ФРАГМЕНТ ДОКУМЕНТА:
* * * * *

В числе составляющих бинарной оппозиции в истории русской культуры есть структуры персонифицированные и универсальные. Среди персонифицированных, которыми наполнены многие эпизоды книги, привлекает внимание сочетание «Карамзин – Пушкин». Для И. Кондакова важна не последовательность их появления, а параллельность воздействия на культурные процессы в России; то, что старший собирает в себе свойства русского творца и понимание русской истории, а младший осуществляет движение вовне времени и пространства России. И. Кондаков видит именно в этих людях, в этой паре «эталонные формы русского национально-исторического самосознания в культуре»[22]. Любопытно при этом, что Пушкин предстает не только как составляющая бинарной структуры, но и как своего рода самоценная бинарная структура, воплощение традиционного для России разлада Империи и Свободы[23].
Среди универсальных структур, как кажется, особенно важной для автора является антиномия средневековой Руси и России Нового времени, что выражается и на политическом, и на художественно-эстетическом уровне. Грустное и справедливое наблюдение относительно взаимной нетерпимости двух русских культур, в особенности находившихся по разные стороны «железного занавеса» в XX веке, выражает (правда, в намеке, развиваемом фрагментарно позднее) характерную антиномию всего прошедшего столетия.
Однако при всей несомненности и «подстроенности» бинарных оппозиций в системе книги И. Кондакова могло бы возникнуть ощущение монотонности, плоскостности этой, чересчур последовательно воплощаемой идеи. От этой опасности книгу спасает вполне последовательное, в духе известных построений Ю. Лотмана, перерастание бинарности в тернарность. И. Кондаков сам находит тернарность в идеях Н. Данилевского и К. Леонтьева, обосновывает ее в связи с работой В. Соловьева «Три силы», вызывая вполне естественное предположение: нельзя ли определить всю логику развития русской культуры последних двух столетий как перерастание бинарности в более естественную для живой культурной практики тернарность?
Разумеется, стремление максимально полно развить идею бинарности русской культуры приводит к ее абсолютизации, которая не может не вызвать сомнений. Очень серьезных и детальных комментариев требует тезис о «сродстве тоталитарности и национального менталитета русской культуры»[24]. Как быть в таком случае с резким ростом персоналистских тенденций в русской культуре последних трех столетий? И как быть с тоталитарными системами иных государств в XX веке? Увлекаясь «парами», в том числе и лексическими, в названиях произведений русской классики, И. Кондаков ставит в единый ряд «Войну и мир», «Преступление и наказание», где бинарность несомненна и системообразующа, – с «Мертвыми душами», где система имеет другие основания. Да и выражена ли – или являет собой вовсе другую целостность, как, скажем, в словосочетаниях «Бедная Лиза» или «Евгений Онегин»?

* * * * *

ПОКАЗАННЫЕ ЗАПИСИ:
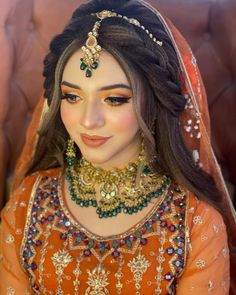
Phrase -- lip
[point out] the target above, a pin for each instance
(94, 140)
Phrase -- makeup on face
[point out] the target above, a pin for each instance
(98, 113)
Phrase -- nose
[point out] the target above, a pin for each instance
(92, 116)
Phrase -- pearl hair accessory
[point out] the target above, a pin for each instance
(92, 50)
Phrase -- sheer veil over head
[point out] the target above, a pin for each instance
(194, 122)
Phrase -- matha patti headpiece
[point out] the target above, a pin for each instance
(92, 50)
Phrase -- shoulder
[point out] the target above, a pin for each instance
(19, 200)
(206, 226)
(202, 214)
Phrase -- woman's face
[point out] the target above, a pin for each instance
(98, 112)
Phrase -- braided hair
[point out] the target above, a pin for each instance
(153, 72)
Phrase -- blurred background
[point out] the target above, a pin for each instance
(27, 26)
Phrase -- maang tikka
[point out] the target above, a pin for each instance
(92, 49)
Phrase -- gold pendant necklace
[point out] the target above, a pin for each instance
(129, 189)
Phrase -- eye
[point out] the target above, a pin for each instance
(71, 97)
(117, 100)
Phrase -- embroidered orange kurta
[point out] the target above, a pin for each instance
(180, 247)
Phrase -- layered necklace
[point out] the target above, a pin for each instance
(126, 190)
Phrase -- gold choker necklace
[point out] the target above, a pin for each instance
(129, 189)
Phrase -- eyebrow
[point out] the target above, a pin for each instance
(109, 87)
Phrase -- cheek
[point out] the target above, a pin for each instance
(67, 114)
(125, 121)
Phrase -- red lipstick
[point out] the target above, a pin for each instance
(94, 140)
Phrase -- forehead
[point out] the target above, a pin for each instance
(109, 72)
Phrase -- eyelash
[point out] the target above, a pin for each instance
(117, 100)
(70, 97)
(111, 100)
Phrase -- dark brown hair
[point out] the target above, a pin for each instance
(153, 74)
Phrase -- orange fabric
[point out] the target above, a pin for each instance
(60, 260)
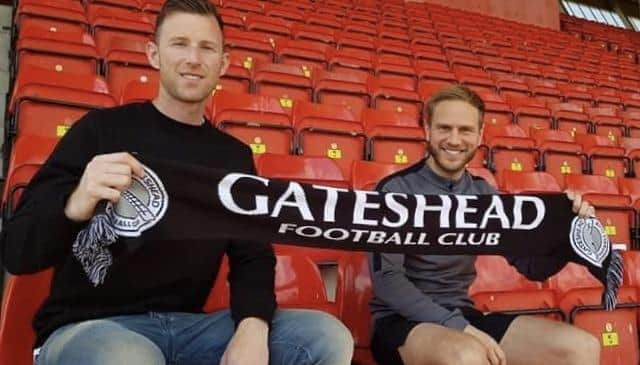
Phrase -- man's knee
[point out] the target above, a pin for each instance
(318, 337)
(99, 343)
(447, 347)
(581, 348)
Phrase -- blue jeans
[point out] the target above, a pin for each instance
(297, 337)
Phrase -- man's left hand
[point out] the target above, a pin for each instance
(249, 345)
(581, 207)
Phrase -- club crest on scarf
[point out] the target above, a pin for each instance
(140, 207)
(589, 240)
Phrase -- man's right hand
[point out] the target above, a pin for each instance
(104, 178)
(495, 355)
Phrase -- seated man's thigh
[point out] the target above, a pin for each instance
(535, 340)
(98, 342)
(432, 344)
(302, 337)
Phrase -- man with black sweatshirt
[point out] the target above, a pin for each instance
(148, 310)
(421, 306)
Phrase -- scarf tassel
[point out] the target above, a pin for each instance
(90, 248)
(614, 281)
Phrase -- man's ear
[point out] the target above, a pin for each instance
(225, 63)
(153, 54)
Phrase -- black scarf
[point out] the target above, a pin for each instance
(178, 202)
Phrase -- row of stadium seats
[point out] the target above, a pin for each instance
(550, 98)
(571, 295)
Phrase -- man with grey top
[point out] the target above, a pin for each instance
(421, 307)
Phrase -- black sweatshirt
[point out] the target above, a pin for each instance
(145, 276)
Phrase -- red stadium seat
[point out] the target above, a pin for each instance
(46, 103)
(560, 154)
(607, 122)
(530, 113)
(72, 51)
(393, 137)
(262, 122)
(302, 53)
(392, 93)
(329, 131)
(571, 117)
(580, 295)
(605, 156)
(498, 287)
(511, 149)
(528, 182)
(286, 82)
(335, 88)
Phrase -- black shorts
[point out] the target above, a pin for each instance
(391, 332)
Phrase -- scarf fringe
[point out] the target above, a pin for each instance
(90, 248)
(614, 281)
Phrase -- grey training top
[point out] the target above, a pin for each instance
(432, 288)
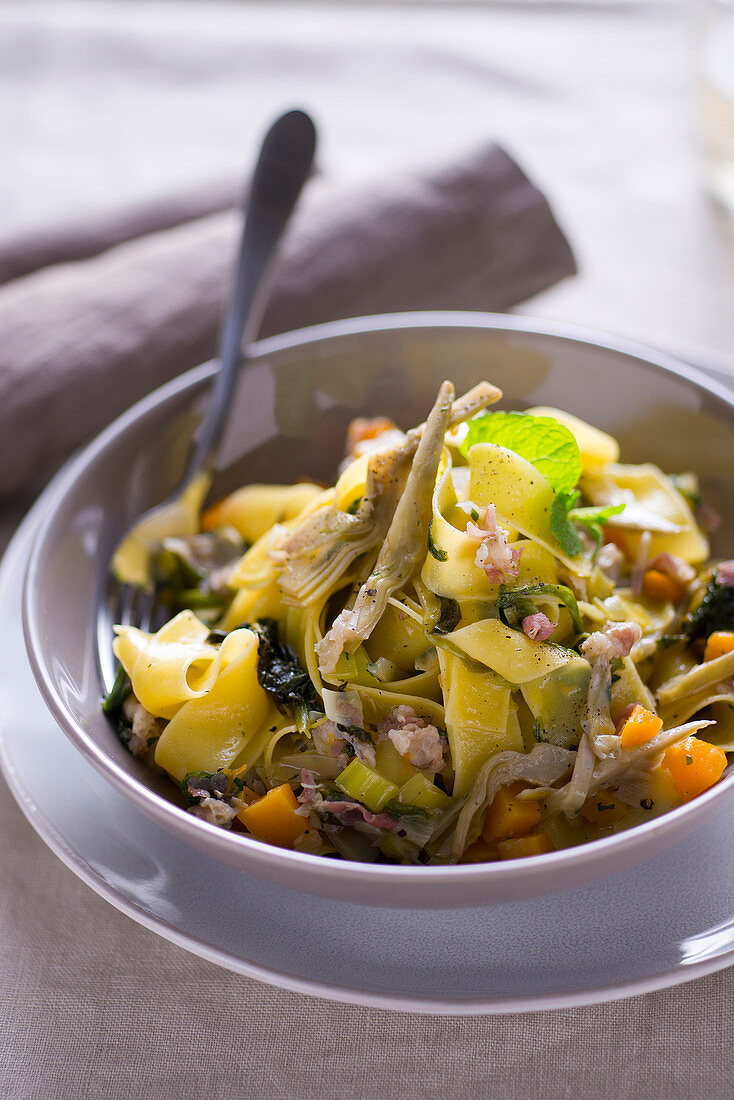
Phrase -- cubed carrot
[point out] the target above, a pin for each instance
(719, 644)
(480, 853)
(508, 816)
(637, 726)
(603, 809)
(693, 766)
(659, 585)
(274, 818)
(521, 847)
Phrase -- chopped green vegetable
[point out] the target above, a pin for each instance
(280, 673)
(450, 613)
(548, 444)
(433, 549)
(420, 792)
(715, 612)
(521, 602)
(365, 785)
(119, 692)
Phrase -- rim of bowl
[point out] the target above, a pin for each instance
(255, 851)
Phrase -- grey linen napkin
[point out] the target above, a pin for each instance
(80, 341)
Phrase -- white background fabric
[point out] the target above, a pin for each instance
(114, 100)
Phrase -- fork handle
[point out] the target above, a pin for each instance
(283, 166)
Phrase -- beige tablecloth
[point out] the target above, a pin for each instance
(122, 100)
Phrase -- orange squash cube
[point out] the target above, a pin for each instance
(693, 766)
(273, 817)
(507, 816)
(521, 847)
(603, 809)
(637, 725)
(719, 644)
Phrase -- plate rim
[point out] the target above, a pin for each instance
(264, 861)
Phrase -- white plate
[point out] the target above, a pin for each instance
(664, 922)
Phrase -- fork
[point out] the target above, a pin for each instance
(284, 163)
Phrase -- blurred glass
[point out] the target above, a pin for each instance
(715, 80)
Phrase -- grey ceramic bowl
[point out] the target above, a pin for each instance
(291, 410)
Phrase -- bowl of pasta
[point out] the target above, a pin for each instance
(452, 626)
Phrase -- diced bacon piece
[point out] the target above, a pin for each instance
(674, 567)
(616, 639)
(351, 813)
(413, 737)
(497, 560)
(538, 626)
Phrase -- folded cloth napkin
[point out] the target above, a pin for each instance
(80, 341)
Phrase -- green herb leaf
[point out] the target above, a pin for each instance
(715, 612)
(561, 526)
(120, 690)
(545, 442)
(280, 672)
(521, 596)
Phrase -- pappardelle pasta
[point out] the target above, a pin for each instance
(490, 639)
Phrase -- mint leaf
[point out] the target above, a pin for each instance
(561, 526)
(545, 442)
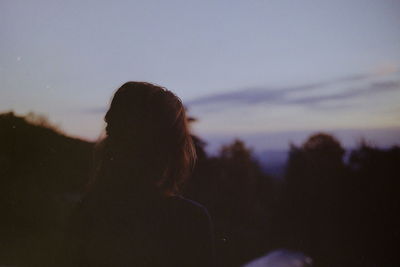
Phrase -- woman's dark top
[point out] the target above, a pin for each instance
(141, 231)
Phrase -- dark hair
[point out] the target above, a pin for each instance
(148, 141)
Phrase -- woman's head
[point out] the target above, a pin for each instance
(147, 129)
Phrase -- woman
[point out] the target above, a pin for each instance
(133, 214)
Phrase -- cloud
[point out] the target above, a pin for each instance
(284, 96)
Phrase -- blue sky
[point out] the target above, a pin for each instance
(244, 68)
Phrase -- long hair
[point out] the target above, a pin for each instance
(147, 143)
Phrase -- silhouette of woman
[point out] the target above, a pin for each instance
(133, 215)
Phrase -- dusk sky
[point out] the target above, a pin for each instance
(268, 72)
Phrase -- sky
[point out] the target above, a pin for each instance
(266, 71)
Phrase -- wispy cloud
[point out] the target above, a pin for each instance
(295, 95)
(284, 96)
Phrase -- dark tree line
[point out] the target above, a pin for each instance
(341, 213)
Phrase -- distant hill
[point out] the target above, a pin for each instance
(40, 169)
(273, 161)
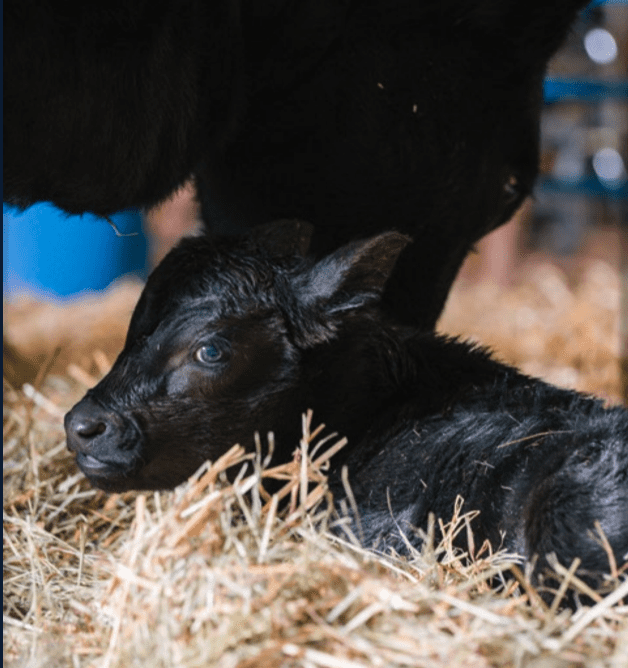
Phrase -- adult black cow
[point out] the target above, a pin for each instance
(359, 116)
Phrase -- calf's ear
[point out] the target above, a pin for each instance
(354, 274)
(282, 237)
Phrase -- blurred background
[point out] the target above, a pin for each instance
(548, 291)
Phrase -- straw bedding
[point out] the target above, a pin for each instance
(220, 574)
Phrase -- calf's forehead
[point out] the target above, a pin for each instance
(221, 282)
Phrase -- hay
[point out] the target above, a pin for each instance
(218, 573)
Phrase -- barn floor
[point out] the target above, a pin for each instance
(209, 576)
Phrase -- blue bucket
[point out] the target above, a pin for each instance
(55, 256)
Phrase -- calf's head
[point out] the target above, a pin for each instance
(220, 346)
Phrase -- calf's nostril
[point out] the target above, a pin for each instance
(89, 428)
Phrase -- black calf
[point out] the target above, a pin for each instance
(230, 337)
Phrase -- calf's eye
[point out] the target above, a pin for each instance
(209, 354)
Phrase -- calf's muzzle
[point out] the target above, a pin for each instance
(107, 444)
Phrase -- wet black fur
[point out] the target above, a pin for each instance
(359, 116)
(428, 418)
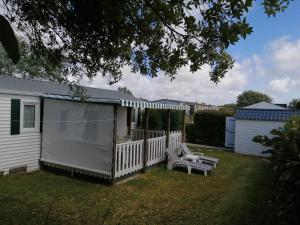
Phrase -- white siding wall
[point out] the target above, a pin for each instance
(121, 122)
(246, 130)
(17, 150)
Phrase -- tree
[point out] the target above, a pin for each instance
(295, 103)
(9, 40)
(251, 97)
(149, 36)
(125, 90)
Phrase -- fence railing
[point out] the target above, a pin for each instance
(156, 150)
(129, 158)
(138, 134)
(129, 155)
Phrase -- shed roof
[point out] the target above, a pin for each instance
(265, 114)
(62, 91)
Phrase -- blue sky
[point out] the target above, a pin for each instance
(267, 61)
(265, 29)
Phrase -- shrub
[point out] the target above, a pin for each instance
(158, 119)
(285, 150)
(189, 131)
(208, 128)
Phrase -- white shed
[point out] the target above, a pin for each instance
(258, 119)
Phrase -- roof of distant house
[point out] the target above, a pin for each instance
(265, 114)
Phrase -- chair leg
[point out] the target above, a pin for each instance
(189, 170)
(169, 166)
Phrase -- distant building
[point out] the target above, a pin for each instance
(194, 106)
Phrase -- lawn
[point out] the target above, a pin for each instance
(236, 193)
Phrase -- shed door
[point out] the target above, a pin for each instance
(230, 132)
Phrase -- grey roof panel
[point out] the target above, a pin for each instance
(265, 114)
(45, 87)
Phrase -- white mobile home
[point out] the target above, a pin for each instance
(258, 119)
(40, 122)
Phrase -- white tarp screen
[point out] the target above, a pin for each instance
(78, 135)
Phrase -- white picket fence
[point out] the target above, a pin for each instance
(129, 156)
(175, 140)
(138, 134)
(156, 150)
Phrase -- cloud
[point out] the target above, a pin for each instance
(276, 72)
(286, 55)
(186, 86)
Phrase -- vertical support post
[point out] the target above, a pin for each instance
(113, 172)
(168, 128)
(41, 164)
(145, 140)
(129, 110)
(183, 126)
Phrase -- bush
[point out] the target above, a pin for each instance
(158, 119)
(285, 157)
(189, 132)
(208, 128)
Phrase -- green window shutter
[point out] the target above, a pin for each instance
(15, 116)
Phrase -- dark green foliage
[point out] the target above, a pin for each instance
(295, 104)
(158, 119)
(9, 40)
(251, 97)
(15, 117)
(189, 131)
(285, 149)
(209, 128)
(149, 36)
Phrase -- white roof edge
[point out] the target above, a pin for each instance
(25, 93)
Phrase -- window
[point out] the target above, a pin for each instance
(29, 116)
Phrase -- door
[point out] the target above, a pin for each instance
(229, 132)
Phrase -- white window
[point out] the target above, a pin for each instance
(30, 117)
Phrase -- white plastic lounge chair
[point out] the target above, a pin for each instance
(204, 159)
(174, 161)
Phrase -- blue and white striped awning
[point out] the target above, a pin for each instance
(152, 105)
(126, 103)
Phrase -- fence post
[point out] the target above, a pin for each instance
(145, 140)
(113, 172)
(168, 128)
(183, 126)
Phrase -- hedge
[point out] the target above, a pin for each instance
(208, 128)
(158, 119)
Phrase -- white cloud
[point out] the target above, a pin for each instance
(186, 85)
(276, 72)
(286, 54)
(280, 85)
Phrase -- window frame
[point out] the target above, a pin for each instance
(36, 127)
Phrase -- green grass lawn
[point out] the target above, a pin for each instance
(236, 193)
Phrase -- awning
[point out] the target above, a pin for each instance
(152, 105)
(126, 103)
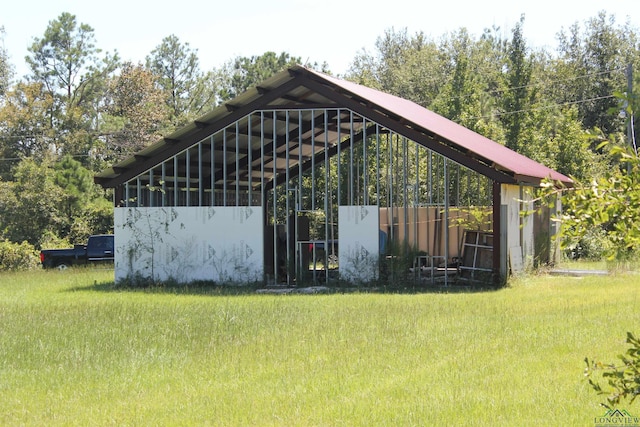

* * * * *

ЧТО СДЕЛАТЬ:
(1) С какой работой В. Соловьева, согласно фрагменту документа, И. Кондаков связывает обоснование тернарности?
(2) Посчитайте строки записей, в которых есть слово "stadium", с учетом регистра букв. В ответе дайте только число.

ОТВЕТЫ К УПРАЖНЕНИЮ:
(1) С работой «Три силы».

(2) 2